⟨
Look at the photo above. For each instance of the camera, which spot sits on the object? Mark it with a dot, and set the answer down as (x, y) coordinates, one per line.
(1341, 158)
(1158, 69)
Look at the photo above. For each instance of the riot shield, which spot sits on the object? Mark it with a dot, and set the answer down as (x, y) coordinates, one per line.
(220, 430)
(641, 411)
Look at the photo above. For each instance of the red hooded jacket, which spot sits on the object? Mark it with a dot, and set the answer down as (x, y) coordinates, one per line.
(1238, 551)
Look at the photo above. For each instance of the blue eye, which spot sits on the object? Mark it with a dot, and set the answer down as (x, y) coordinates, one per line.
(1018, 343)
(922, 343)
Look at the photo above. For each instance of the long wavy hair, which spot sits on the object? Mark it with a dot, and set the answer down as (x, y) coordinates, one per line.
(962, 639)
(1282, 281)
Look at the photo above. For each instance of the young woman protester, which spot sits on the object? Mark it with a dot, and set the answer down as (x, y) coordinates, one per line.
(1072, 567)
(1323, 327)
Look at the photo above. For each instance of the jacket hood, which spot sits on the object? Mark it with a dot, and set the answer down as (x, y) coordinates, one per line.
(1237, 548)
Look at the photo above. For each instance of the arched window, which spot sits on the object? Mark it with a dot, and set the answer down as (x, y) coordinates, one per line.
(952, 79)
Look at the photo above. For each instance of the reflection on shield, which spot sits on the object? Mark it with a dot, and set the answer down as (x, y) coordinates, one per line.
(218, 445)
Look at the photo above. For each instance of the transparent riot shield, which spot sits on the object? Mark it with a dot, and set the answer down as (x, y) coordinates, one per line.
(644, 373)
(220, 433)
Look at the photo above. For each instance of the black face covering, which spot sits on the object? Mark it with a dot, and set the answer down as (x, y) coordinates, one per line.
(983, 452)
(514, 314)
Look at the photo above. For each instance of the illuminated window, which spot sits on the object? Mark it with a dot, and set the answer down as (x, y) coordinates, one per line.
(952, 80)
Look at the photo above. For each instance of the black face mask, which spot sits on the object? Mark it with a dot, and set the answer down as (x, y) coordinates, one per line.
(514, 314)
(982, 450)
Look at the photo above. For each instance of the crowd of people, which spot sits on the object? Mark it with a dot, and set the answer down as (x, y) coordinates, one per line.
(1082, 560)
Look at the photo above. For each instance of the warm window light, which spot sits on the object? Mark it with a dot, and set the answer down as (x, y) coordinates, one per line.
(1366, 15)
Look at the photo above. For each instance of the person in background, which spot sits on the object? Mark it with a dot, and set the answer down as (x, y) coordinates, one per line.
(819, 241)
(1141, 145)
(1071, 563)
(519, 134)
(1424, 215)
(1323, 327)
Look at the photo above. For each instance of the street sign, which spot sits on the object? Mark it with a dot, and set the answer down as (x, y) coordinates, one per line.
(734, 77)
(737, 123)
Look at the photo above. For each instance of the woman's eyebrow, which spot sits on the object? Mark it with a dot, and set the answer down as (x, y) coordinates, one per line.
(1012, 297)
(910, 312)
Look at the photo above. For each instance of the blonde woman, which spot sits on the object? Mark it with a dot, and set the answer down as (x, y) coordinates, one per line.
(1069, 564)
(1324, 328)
⟩
- **REQUIREMENT**: Every record needs to be reproduced exactly, with none skipped.

- **TASK ANSWER**:
Look at the photo above. For each instance of the camera, which spot sits on the object? Mark it with a dot, and set the answer down as (x, y) coordinates, one per line.
(1341, 158)
(1158, 69)
Look at the photo above. For each instance of the riot shield, which spot sits on the object? Mark it with a dot, and set the answer down as (x, y) coordinates, one per line.
(220, 430)
(641, 411)
Look at the photo above. For each instance of the red hooded jacket, which spot sits on the object? Mark it with a dot, and set the answer down as (x, y) coordinates, one per line.
(1238, 551)
Look at the photo above. For each instance of the blue eye, which spot sits on the object? Mark it with a dot, and set the answer down as (x, y) coordinates, one per line.
(1018, 343)
(922, 343)
Look at the photo above. For each instance of the long wavy hair, which spot sits on the object? Mark it with a dot, and set the answer down as (x, y) coordinates, one per line.
(962, 639)
(1282, 281)
Look at the photo above. For each instance of the young woman protester, which spot sits on the object? Mark it with a dot, and set the answer down as (x, y) coordinates, one per line.
(1072, 567)
(1323, 327)
Look at the photo above. For each instance of the jacket hood, which spot sits on the object? Mark it with a dot, and set the answer down as (x, y) coordinates, one per line.
(1237, 548)
Look at the photo above. For each instance of the arched window, which spot sits on the object? Mark it with a dot, and set the answer down as (x, y) coordinates, one per line.
(952, 79)
Look at the photo above. For each instance of the reflection on shield, which spot sits on the object? Mark it with a dot, and set the answer down as (x, y) coordinates, one per line.
(218, 445)
Look at the photo above. For each instance of the transparent riot shield, which spot sits on the object? Mark it with a dot, and set the answer down as (x, y) coordinates, one per line.
(644, 373)
(220, 433)
Look at the photo above. For each instance of the black face covering, which spot sits on the object? Mark it with a dot, and set the answer down as (x, y) coordinates, one per line.
(983, 452)
(514, 314)
Look at the photo above. For each instance of the illuminated window, which spot sits on the object? Mark it with a dot, and set the answer down as (x, y) coordinates, one per line.
(952, 80)
Look at the photo above. For each instance of the black face mask, which spot sits on the object? Mark it with a dot, and set the answer down as (x, y) coordinates, one per line.
(514, 314)
(982, 450)
Look at the photo above. For each instance of the crowd of people, which spot sits on the object? Mark it with a dot, and set the answer down as (x, y) coordinates, one per line.
(1082, 560)
Look at the photo above. For each instance of the warm window light, which spot sits on the object? Mark it with a dot, and set the answer down as (x, y) coordinates, one per line.
(1366, 15)
Look at the photo above. For each instance of the person in background, which spot sits on the object? Mark it with a dot, and set the answer down as (x, y) coordinates, one per line.
(819, 241)
(1141, 145)
(1071, 563)
(519, 134)
(1424, 215)
(1323, 327)
Look at the photo above. For each instance of the street sign, which spot sits on the object? Mark it with a dot, and set the answer down as (x, y) coordinates, one per line.
(734, 77)
(737, 123)
Look at the photo above. For each instance of the woman's eyebrow, which spot sits on the object? Mark it with a dot, and set the answer down as (x, y) coordinates, one per line.
(1012, 297)
(910, 312)
Look at the photo above. For each instance of the blonde woman, which spot sits on the object? Mark it with a dot, and set the answer down as (x, y) coordinates, one per line.
(1069, 564)
(1324, 328)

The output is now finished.